Конец 80-х, кажется, что лед тронулся, жизнь сдвинулась и покатилась под каким-то совсем новым углом, а смерть все равно стоит за плечами и держит в руке песочные часы...
Веничка Ерофеев пожалуй, все же главный герой книги, но есть и другие. Один из них Леонид Губанов. "Ленечка... так ласково называли его в кругу московской богемы 60-х... он был лидером неофициального объединения творческой молодежи начала 60-х СМОГ, что расшифровывалось как "Самое молодое общество гениев" или "Смелость, Мысль, Образ, Глубина"". И о Губанове нашлись у Шмельковой внимательные и добрые слова о его обаянии, о замечальной способности к импровизации, о ранимости и обидчивости, нежности, грубости, сумасбродстве. С одной стороны, все эти подробности московского богемного быта колоритны, с другой сердце щемит, когда ощущаешь безвоздушное пространство, в котором находились поэты, маявшиеся по психушкам, напечатавшие за всю жизнь по 12 строк, или бездомные художники, мыкавшиеся по чердакам и подвалам, хранившие (и терявшие) холсты у друзей, выставлявшие работы на случайных квартирах, куда в любой момент могла нагрянуть милиция.

__ДАННЫЕ ДЛЯ АНАЛИЗА__
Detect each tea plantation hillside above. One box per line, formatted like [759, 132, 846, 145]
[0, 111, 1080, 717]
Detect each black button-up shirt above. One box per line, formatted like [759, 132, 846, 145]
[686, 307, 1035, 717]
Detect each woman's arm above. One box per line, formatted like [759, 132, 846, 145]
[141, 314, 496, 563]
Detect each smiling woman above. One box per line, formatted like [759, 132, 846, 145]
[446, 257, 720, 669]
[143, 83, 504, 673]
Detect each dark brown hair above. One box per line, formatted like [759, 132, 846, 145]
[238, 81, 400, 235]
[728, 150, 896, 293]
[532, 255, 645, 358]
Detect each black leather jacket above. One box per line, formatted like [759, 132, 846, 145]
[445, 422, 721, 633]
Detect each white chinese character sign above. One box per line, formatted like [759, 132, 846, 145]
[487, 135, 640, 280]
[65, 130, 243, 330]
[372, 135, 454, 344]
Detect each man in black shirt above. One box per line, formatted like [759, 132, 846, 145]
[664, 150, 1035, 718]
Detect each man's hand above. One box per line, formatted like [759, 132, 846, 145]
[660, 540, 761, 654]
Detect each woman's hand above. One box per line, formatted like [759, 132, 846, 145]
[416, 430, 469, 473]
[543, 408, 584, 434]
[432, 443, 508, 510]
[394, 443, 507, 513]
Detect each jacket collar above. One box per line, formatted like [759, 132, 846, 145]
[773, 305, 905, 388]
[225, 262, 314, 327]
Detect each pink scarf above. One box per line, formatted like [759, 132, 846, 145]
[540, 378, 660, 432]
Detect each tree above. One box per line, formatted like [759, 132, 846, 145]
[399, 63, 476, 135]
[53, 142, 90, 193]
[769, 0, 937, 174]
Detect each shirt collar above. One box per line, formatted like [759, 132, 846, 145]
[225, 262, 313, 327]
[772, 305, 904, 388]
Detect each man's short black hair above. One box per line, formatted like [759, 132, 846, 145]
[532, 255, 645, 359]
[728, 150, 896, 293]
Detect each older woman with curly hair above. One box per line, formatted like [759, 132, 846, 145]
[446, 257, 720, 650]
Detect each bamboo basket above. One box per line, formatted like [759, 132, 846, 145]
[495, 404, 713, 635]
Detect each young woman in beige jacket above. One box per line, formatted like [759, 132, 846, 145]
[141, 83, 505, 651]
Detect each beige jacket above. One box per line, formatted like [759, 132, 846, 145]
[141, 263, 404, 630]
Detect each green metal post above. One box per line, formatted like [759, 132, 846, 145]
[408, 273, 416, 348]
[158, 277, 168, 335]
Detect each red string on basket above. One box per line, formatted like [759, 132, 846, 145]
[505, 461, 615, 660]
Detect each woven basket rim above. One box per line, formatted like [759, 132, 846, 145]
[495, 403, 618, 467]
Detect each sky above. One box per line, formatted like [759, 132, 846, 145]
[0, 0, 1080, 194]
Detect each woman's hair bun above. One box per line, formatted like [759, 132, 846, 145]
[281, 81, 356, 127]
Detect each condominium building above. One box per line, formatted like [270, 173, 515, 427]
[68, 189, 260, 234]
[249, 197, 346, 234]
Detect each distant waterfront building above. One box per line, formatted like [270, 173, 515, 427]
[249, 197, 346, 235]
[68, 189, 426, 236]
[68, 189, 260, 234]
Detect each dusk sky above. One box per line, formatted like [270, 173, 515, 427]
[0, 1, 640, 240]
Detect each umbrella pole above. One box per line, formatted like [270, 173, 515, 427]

__ЧТО СДЕЛАТЬ__
**A)** Как, согласно отрывку, ласково называли Леонида Губанова в кругу московской богемы 60-х?
**B)** Перепишите из отрывка фрагмент, начиная со слов «Конец 80-х, кажется, что» и заканчивая словами «руке песочные часы...».
Строки никак не связаны с отрывком.

__ОТВЕТЫ__
**A)** Ленечка.

**B)**
Конец 80-х, кажется, что лед тронулся, жизнь сдвинулась и покатилась под каким-то совсем новым углом, а смерть все равно стоит за плечами и держит в руке песочные часы...